- _WHAT THE TASK ASKS_
Select every line of the listing below that contains the word "orange", and copy each one.

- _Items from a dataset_
▬▬▬
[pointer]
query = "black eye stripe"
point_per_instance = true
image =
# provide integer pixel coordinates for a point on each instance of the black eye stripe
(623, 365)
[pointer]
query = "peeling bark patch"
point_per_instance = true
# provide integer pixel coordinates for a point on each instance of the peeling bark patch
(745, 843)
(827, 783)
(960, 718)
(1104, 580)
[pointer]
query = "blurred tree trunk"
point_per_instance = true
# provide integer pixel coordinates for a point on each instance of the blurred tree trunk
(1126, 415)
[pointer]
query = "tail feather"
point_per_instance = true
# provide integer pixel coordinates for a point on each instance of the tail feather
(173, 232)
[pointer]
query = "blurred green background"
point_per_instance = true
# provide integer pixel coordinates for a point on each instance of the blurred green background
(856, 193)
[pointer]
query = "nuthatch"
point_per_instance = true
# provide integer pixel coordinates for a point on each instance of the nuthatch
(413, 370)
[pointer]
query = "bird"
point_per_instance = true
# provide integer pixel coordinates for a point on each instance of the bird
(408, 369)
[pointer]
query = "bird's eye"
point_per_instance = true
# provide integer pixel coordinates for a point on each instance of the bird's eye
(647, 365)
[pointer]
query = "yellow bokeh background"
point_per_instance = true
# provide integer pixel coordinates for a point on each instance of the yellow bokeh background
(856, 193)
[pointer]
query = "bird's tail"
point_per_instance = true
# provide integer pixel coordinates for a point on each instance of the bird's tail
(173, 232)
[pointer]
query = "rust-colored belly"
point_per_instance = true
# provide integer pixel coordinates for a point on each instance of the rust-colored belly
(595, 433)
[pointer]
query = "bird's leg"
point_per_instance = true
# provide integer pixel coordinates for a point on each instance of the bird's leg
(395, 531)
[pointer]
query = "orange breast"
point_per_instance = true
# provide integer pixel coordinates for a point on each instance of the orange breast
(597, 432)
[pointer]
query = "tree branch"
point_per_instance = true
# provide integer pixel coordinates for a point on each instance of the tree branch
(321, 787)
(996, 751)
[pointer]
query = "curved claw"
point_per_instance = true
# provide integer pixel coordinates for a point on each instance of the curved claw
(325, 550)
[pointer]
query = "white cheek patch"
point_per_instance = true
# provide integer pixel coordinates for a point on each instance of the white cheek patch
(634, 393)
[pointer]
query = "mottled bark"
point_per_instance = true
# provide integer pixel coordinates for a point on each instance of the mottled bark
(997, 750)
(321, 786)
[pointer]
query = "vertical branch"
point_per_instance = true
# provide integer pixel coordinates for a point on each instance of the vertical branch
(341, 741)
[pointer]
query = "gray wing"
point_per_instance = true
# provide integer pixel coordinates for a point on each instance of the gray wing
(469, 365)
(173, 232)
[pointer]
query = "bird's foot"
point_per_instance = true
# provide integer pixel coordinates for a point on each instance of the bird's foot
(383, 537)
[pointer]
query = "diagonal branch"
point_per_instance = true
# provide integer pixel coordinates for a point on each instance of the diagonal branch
▬▬▬
- _SOLUTION TO THIS TASK_
query = "orange breast"
# provide integer pixel coordinates for a point on each instance of the orange breast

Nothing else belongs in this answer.